A QUESTÃO POLÍTICA
Na semana passada, o ex-presidente Luiz Inácio Lula da Silva comparou os ataques à candidata petista Dilma Rousseff às agressões nazistas na II Guerra Mundial. Sete dias antes, o tucano Aécio Neves também usou o horror nazista como munição:disse que o marqueteiro do PT, João Santana, agia como o ministro da Propaganda da Alemanha de Hitler, Joseph Goebbels.
Quando candidatos a liderar 200 milhões de pessoas resolvem usar munição tão ignóbil quanto o nazismo, parece ser hora de parar para pensar. Desde a disputa entre Lula e Fernando Collor, em 1989, o Brasil não chega tão dividido a um domingo de eleição. Nas últimas semanas, a tensão comum a correligionários dos candidatos derramou-se pelos eleitores - dos papos de escritório aos grupos de whatsapp e murais de Facebook. Dilmistas e aecistas parecem habitar dois mundos opostos, inconciliáveis.
Os números do primeiro turno turbinam uma primeira impressão: de que essa cisão é consequência da distribuição maior de renda dos últimos 12 anos, que trouxe a milhões de brasileiros a chance do consumo. De que há um Brasil do Bolsa Família se contrapondo ao que hoje tem dificuldades para contratar uma empregada doméstica. Para o cientista político francês Stephane Monclaire, da Universidade de Sorbonne, a cada pleito o corpo de eleitores é mais repartido: camadas populares vão de PT, elite e classe média tradicional, com o PSDB. O principal fator do racha profundo deste ano é a incapacidade de um lado entender as prioridades do outro. O brasilianista explica: quem saiu da pobreza tem motivos para crer na melhora e está satisfeito com a condução do país. Quem não foi beneficiado diretamente com esse processo, quer mudanças. E ambos assumem posições excludentes:
- São duas partes da população que não se entendem. Não compreendem a irritação uma da outra - diz Monclaire.

### Itens do conjunto de dados
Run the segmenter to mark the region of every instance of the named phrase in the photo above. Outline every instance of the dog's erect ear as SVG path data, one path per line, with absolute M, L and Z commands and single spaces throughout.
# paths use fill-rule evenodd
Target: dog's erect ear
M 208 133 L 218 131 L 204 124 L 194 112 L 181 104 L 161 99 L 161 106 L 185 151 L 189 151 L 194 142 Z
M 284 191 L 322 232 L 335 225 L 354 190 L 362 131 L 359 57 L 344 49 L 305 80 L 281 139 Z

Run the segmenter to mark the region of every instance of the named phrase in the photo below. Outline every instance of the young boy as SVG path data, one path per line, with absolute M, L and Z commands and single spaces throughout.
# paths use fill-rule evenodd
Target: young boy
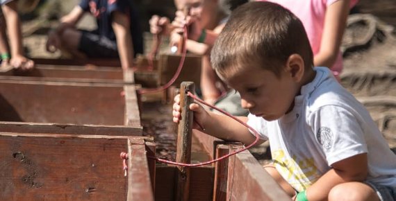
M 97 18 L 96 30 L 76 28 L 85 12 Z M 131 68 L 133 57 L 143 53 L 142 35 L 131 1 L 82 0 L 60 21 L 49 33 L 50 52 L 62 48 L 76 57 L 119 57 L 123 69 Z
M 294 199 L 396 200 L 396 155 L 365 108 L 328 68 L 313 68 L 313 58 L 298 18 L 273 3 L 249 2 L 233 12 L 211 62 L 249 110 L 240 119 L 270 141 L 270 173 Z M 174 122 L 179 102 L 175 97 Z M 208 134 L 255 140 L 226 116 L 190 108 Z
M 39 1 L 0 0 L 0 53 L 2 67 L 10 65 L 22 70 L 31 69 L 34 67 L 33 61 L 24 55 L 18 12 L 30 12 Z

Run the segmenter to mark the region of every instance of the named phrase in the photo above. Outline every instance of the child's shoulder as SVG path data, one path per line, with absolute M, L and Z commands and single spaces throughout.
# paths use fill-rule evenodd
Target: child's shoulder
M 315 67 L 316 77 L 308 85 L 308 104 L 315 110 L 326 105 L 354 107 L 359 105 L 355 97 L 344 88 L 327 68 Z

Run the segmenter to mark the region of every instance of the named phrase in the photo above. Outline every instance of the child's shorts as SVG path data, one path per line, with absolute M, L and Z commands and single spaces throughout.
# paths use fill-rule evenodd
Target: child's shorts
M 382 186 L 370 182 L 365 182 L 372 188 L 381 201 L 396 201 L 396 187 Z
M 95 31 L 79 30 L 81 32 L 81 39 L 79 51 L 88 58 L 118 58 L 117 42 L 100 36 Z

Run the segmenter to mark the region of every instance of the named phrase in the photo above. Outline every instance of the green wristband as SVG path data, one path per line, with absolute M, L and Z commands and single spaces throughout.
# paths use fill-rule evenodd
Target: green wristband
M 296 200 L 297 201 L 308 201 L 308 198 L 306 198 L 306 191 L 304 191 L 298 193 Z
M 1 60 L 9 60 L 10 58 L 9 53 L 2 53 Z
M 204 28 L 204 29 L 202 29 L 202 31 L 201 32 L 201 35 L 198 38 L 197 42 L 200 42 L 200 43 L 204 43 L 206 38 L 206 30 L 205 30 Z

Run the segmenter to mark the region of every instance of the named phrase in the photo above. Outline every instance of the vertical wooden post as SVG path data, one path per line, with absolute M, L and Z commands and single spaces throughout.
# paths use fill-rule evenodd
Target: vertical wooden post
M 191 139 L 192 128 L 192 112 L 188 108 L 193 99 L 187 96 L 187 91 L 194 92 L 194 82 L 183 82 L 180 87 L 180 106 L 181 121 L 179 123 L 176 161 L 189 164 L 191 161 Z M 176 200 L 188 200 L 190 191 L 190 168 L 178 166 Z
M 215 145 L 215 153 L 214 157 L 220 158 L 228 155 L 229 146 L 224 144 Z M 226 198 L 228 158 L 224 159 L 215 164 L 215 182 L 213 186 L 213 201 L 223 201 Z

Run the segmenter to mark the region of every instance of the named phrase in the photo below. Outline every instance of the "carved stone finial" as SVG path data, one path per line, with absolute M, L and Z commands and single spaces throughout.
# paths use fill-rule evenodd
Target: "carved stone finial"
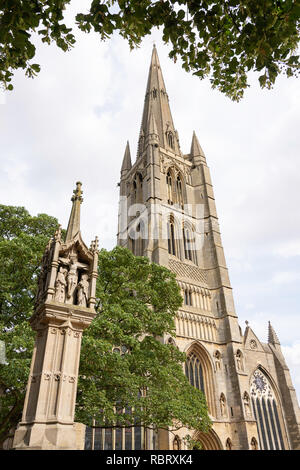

### TAREFA PROPOSTA
Escreva a continuação do texto sobre a polarização eleitoral no Brasil, começando logo após a última frase.

### RESULTADO DA TAREFA
É até curioso - considera Marcos Troyjo, diretor do BRICLab e professor na Universidade de Columbia - que haja animosidade por razões econômicas. Para ele, reduzir conquistas sociais está fora de questão, tanto com Dilma quanto com Aécio. Além disso, a ênfase dos candidatos em macroeconomia - política de juros e combate à inflação - deixa de lado a verdadeira corda no pescoço do Brasil, a falta de competitividade.
- Há, nos programas, uma cesta de generalidades, que não discute o custo Brasil, a falta de investimento em educação, a pouca participação das exportações no PIB.
Parece que mexer no ministério da Fazenda é tudo o que precisa ser feito - comenta.
Leonardo Avritzer, presidente da Associação Brasileira de Ciência Política e professor da Universidade Federal de Minas Gerais, vê a polarização como conjuntural, e não estrutural. O aumento da oposição ao PT vem do fato de que a classe média passou a ganhar menos do que nos períodos de economia mais pujante.
- Foi a expansão econômica que deu aos petistas um apoio maior do que seu eleitorado cativo. Se a economia melhorar, essa cisão diminui - avalia.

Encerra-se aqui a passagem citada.